**Input material**
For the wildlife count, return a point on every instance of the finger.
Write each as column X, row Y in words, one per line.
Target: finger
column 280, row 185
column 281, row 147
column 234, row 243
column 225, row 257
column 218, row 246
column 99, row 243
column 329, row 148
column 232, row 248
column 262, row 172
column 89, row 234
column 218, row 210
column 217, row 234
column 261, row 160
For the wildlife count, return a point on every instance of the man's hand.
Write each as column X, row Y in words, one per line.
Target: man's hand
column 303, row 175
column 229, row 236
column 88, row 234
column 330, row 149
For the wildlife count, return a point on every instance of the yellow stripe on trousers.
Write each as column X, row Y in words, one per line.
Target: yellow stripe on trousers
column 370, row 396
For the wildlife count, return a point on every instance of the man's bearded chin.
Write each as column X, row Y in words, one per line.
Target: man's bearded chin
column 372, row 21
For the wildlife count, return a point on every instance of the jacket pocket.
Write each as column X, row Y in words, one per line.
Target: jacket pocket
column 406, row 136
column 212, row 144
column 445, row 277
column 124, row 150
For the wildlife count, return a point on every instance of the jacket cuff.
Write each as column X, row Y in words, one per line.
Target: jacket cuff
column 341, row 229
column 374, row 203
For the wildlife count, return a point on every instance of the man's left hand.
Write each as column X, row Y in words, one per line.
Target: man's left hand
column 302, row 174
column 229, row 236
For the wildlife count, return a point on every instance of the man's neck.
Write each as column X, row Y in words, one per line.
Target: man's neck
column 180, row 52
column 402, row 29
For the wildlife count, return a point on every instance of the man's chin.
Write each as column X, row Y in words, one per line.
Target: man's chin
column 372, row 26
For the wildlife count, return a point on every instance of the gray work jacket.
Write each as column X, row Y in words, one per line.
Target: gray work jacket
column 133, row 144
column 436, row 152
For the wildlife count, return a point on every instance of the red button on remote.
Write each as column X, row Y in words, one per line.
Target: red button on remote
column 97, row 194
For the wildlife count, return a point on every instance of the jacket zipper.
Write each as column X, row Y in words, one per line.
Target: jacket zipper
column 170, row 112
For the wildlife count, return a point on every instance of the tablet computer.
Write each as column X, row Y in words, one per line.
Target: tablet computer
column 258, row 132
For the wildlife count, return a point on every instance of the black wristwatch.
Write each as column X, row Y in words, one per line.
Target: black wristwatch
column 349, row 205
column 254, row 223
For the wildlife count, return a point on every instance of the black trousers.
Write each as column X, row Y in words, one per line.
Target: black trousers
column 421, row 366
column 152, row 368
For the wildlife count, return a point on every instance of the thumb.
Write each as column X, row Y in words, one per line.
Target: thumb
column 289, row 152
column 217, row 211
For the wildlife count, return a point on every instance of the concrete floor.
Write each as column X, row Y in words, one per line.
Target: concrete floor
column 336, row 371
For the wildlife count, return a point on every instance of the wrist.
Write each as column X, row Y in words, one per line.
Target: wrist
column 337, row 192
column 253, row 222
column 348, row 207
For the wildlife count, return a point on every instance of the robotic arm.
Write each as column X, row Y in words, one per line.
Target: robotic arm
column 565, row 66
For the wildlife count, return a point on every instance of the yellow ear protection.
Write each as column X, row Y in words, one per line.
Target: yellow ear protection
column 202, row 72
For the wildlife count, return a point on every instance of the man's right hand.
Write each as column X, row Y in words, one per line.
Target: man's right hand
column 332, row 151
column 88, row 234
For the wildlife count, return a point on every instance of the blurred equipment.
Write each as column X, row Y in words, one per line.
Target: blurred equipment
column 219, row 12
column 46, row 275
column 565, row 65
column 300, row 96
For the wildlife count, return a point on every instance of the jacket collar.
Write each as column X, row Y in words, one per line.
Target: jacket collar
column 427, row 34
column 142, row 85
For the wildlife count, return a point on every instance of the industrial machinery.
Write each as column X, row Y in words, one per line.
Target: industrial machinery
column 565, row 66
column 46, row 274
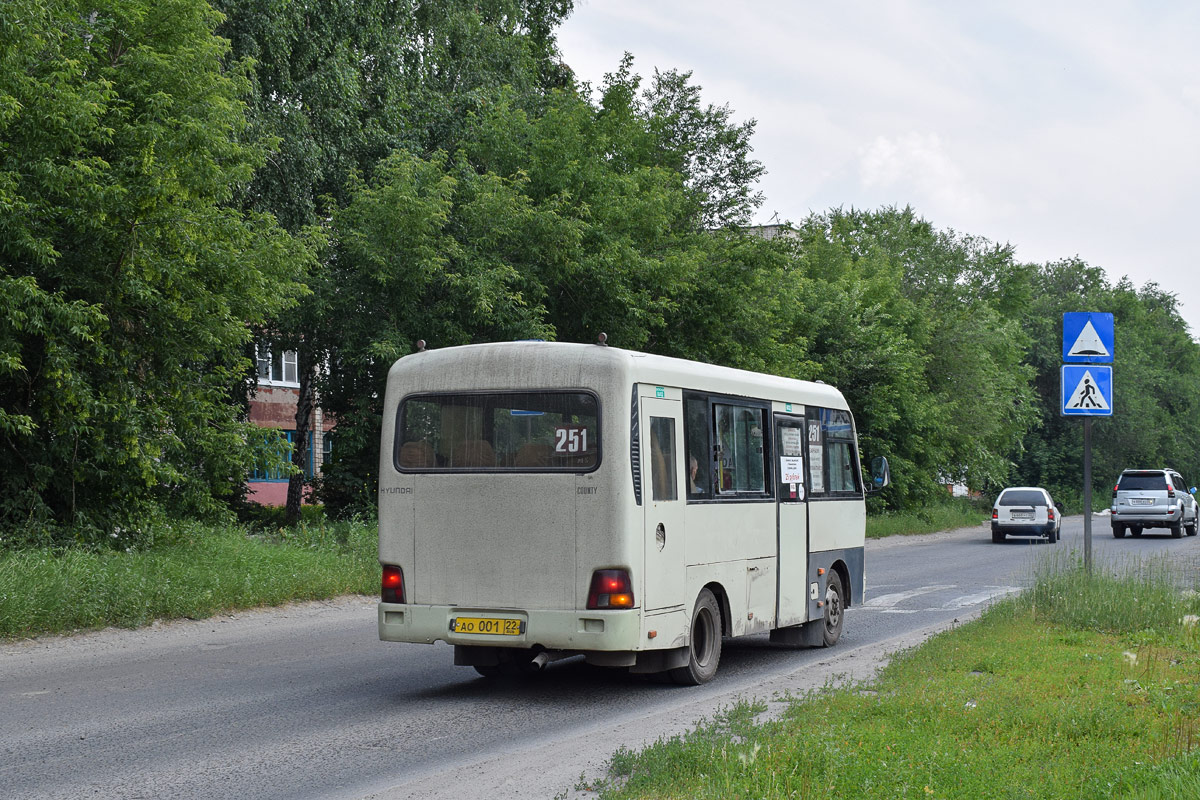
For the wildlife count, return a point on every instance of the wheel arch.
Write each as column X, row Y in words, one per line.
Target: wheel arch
column 723, row 603
column 849, row 590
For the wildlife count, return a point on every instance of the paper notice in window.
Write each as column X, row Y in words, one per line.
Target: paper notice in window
column 816, row 468
column 791, row 469
column 790, row 439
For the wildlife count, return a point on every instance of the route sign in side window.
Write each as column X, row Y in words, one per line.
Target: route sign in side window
column 833, row 459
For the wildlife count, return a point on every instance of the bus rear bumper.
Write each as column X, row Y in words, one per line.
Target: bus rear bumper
column 579, row 631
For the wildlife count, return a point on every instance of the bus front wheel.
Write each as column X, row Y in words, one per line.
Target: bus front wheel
column 834, row 608
column 705, row 650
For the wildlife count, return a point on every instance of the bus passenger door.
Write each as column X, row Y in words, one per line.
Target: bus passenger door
column 663, row 476
column 792, row 533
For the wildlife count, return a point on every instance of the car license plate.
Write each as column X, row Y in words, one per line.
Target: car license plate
column 487, row 625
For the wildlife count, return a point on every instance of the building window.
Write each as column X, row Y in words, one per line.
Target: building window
column 277, row 368
column 283, row 446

**The exercise**
Go through all the records above and rename "wildlife count" to "object survey" each time it occurs, keeping every other line as it is. Do not include the pictures in your answer.

**Solution**
For the object survey, return a point on every instance of the finger.
Write each as column X, row Y in words, one per line.
Target: finger
column 280, row 185
column 281, row 147
column 234, row 243
column 225, row 257
column 218, row 246
column 99, row 243
column 329, row 148
column 232, row 248
column 262, row 172
column 89, row 234
column 218, row 210
column 217, row 234
column 261, row 160
For the object survey, return a point on every instance of the man's hand.
Write each as column X, row Y in words, one per line.
Target: man's hand
column 303, row 175
column 229, row 236
column 88, row 234
column 330, row 149
For the object survey, return a point on every instance of the yellow stripe on trousers.
Write each as column X, row Y in words, one per line.
Target: yellow stripe on trousers
column 370, row 396
For the object survey, return a point on every instance of the man's bearded chin.
Write each as column X, row Y in words, one per line.
Target: man's bearded chin
column 372, row 21
For the object survey, return a point on every instance of the jacket pocket.
Write each as column X, row Y in words, one per line.
Target: jacket pocket
column 406, row 136
column 212, row 144
column 445, row 277
column 124, row 150
For the object survey, return a point on every instance of the jacket cuff.
Write each as column X, row Y in words, one per line.
Target: jacket cuff
column 341, row 229
column 374, row 203
For the object survey, return a point on every instance of the man's left hand.
Write each as column X, row Y in words, one per line.
Target: man's left hand
column 302, row 174
column 229, row 236
For the object survey, return a point on every instance of the man's neck.
Write each as column X, row Y in words, one per line.
Target: man's neck
column 180, row 52
column 402, row 29
For the object survey, return a point on every instance of the man's chin.
Write each as column X, row Y in words, one per line.
Target: man's chin
column 372, row 26
For the object survey, return a point on every instance of the gray work jacket.
Write each as column X, row Y in words, one per line.
Target: gray work jacket
column 133, row 144
column 436, row 152
For the object survey, return a point on every instance of the red button on remote.
Write each as column X, row Y in words, one per line.
Target: red button on remote
column 97, row 194
For the object survey, return a point on every instance of the jacket zipper.
Write each as column X, row Y in words, one per line.
Target: jacket zipper
column 170, row 112
For the object survey, return a point on every instance of the tablet computer.
Write each as column X, row Y in words, one per line.
Target: tablet computer
column 258, row 132
For the object survey, return a point on every instance of the black wristwatch.
Write each as column X, row Y in words, one per line.
Target: black wristwatch
column 349, row 205
column 254, row 223
For the object survey, return a point on every instance of the black trousers.
Write each as column X, row Y in words, one per line.
Target: black trousers
column 421, row 366
column 152, row 368
For the object survey, return a point on every instance of the thumb.
Write each as column X, row Y in words, one per line.
Target: thumb
column 289, row 152
column 217, row 211
For the object survey, return a point on every instance of the concrete floor.
Write each as column X, row Y in words, one per line.
Target: concrete floor
column 336, row 371
For the object survey, return a point on every instance of the wrist.
Write each as column X, row Y in words, one per line.
Target: wrist
column 337, row 192
column 253, row 222
column 348, row 207
For the object survey, return a point on every instance of the robotic arm.
Write each as column X, row Y in words, one per line.
Target: robotic arm
column 565, row 66
For the object survey, return a point on every instance of the yellow ear protection.
Write each as column X, row Y in words, one per line.
Target: yellow ear protection
column 202, row 72
For the object survey, return a point on every instance of the man's right hand.
Write each as column X, row Y in words, one per line.
Target: man's right hand
column 332, row 151
column 88, row 234
For the object survey, return a point on every instance of the blurred equipment.
Write each as column X, row Y in words, one per line.
Target: blurred equipment
column 219, row 12
column 46, row 275
column 565, row 65
column 300, row 96
For the object survey, return a point on every instance of the jacket collar.
Write each as column X, row Y in words, one per line.
Target: jacket collar
column 427, row 34
column 142, row 85
For the object survey, return a point on every instance of the industrial machinery.
Write each as column X, row Y in words, one per line.
Target: industrial machinery
column 565, row 66
column 46, row 274
For the object survey, return a point on every instance of the wheel arch.
Write each as column X, row Y in words, one per line.
Target: wheel arch
column 723, row 603
column 849, row 590
For the object survey, return a point on every instance of the paper notice in window.
Write each as column X, row Y in words, one per line.
Target: paper notice in window
column 816, row 468
column 791, row 469
column 790, row 439
For the object survey, return a point on every instance of the route sign in side window.
Write each as column X, row Y in words, one per line.
Target: route sign in side window
column 833, row 459
For the object survey, return a point on every instance of the bus rear bumper.
Write each as column X, row Y in words, one per line.
Target: bus rear bumper
column 579, row 631
For the object survey, return a point on every instance of the bus front wheel.
Write each as column X, row Y in words, one per line.
Target: bus front wheel
column 834, row 608
column 705, row 650
For the object survey, return a point on every instance of the bus passenger door.
Write each as column X, row Y in words, one per line.
Target: bus passenger door
column 663, row 476
column 792, row 533
For the object survey, return a point on every instance of the car license plate.
Write each as column X, row Y in words, one per line.
Target: car license plate
column 487, row 625
For the object survey, return a point on every instance of the building window.
Write each as column X, row Y in words, one per line.
Target: building window
column 277, row 368
column 283, row 446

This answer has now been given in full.